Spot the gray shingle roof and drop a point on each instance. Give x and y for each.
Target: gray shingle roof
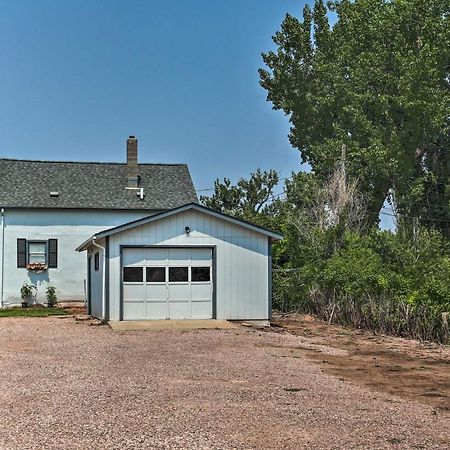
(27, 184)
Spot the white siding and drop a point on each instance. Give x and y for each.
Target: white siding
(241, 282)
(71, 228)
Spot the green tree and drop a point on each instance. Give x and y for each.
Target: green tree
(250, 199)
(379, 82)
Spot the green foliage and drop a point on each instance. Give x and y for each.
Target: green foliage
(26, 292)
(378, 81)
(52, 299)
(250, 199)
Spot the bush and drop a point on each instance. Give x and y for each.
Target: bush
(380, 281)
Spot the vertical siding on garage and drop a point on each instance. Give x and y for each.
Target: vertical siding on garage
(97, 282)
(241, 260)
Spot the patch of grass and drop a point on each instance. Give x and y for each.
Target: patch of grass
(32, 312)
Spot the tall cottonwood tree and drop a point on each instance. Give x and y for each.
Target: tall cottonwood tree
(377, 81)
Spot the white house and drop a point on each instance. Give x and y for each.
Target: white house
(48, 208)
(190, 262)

**********

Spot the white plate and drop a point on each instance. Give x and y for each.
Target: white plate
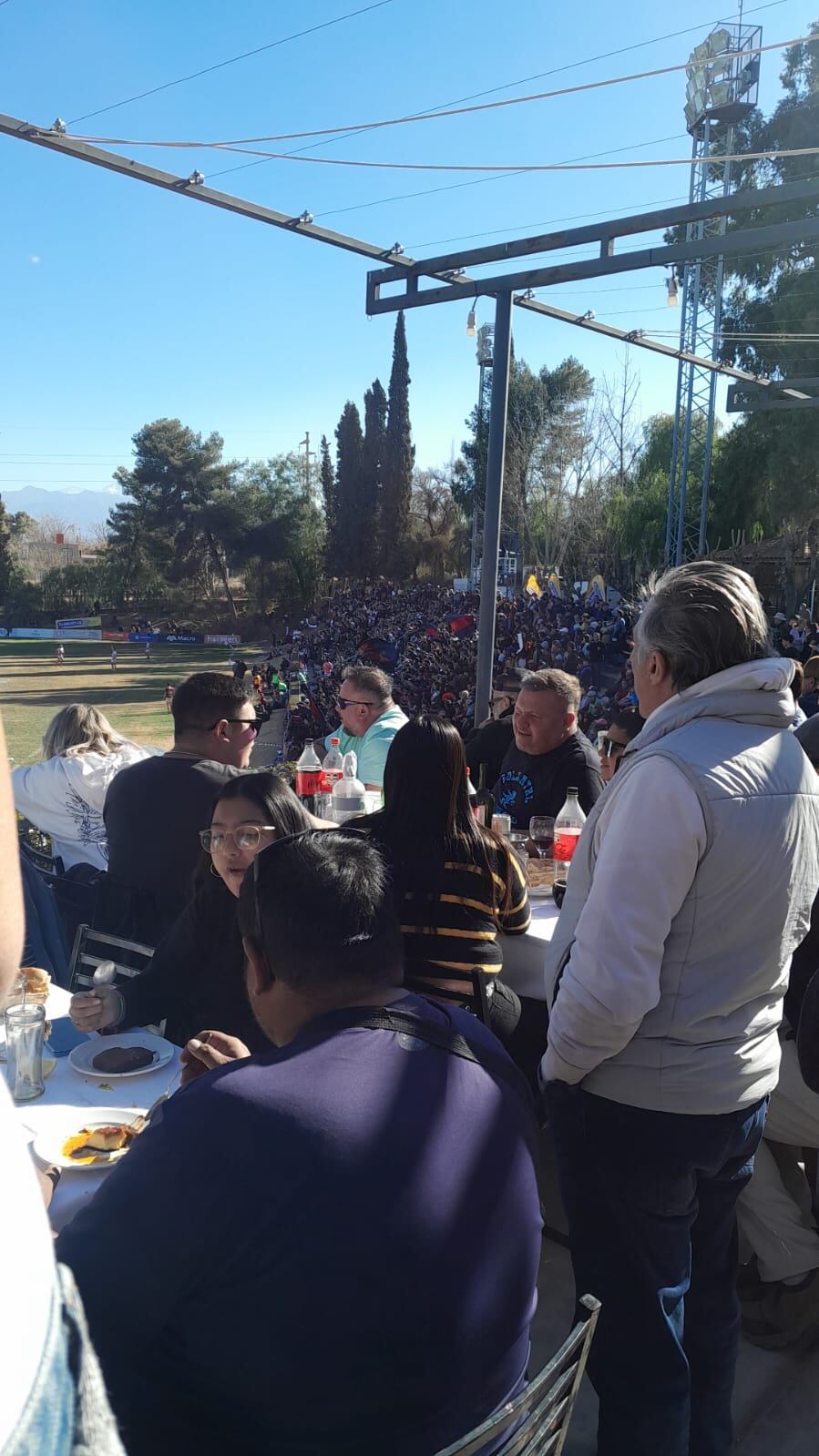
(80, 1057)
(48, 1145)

**********

** Action item **
Filter the preceding entries down to the lines with "Spot".

** Problem solution **
Spot the gray shingle roof and drop a point on each instance. Give x and y for each.
Spot the white siding and drop a point on each instance. Give x and y for each.
Spot the green tree and drop a point on each instance. Give x and y for each.
Spot the green foliage and drop a point on each instance. Give x and y for each.
Spot the bush and drop a point on each instance. Give x and y for each.
Spot the vertical siding on garage and drop a point on each instance. Give x and y for each.
Spot the patch of grass and drop a point on each instance. Give x and y for each.
Spot the tall cottonwood tree and drop a point on each instance. Give x and y for each.
Spot the white house and drop a point on each instance. Give x and y for each.
Spot the white plate and drop a point on each instance. Give x and y for each.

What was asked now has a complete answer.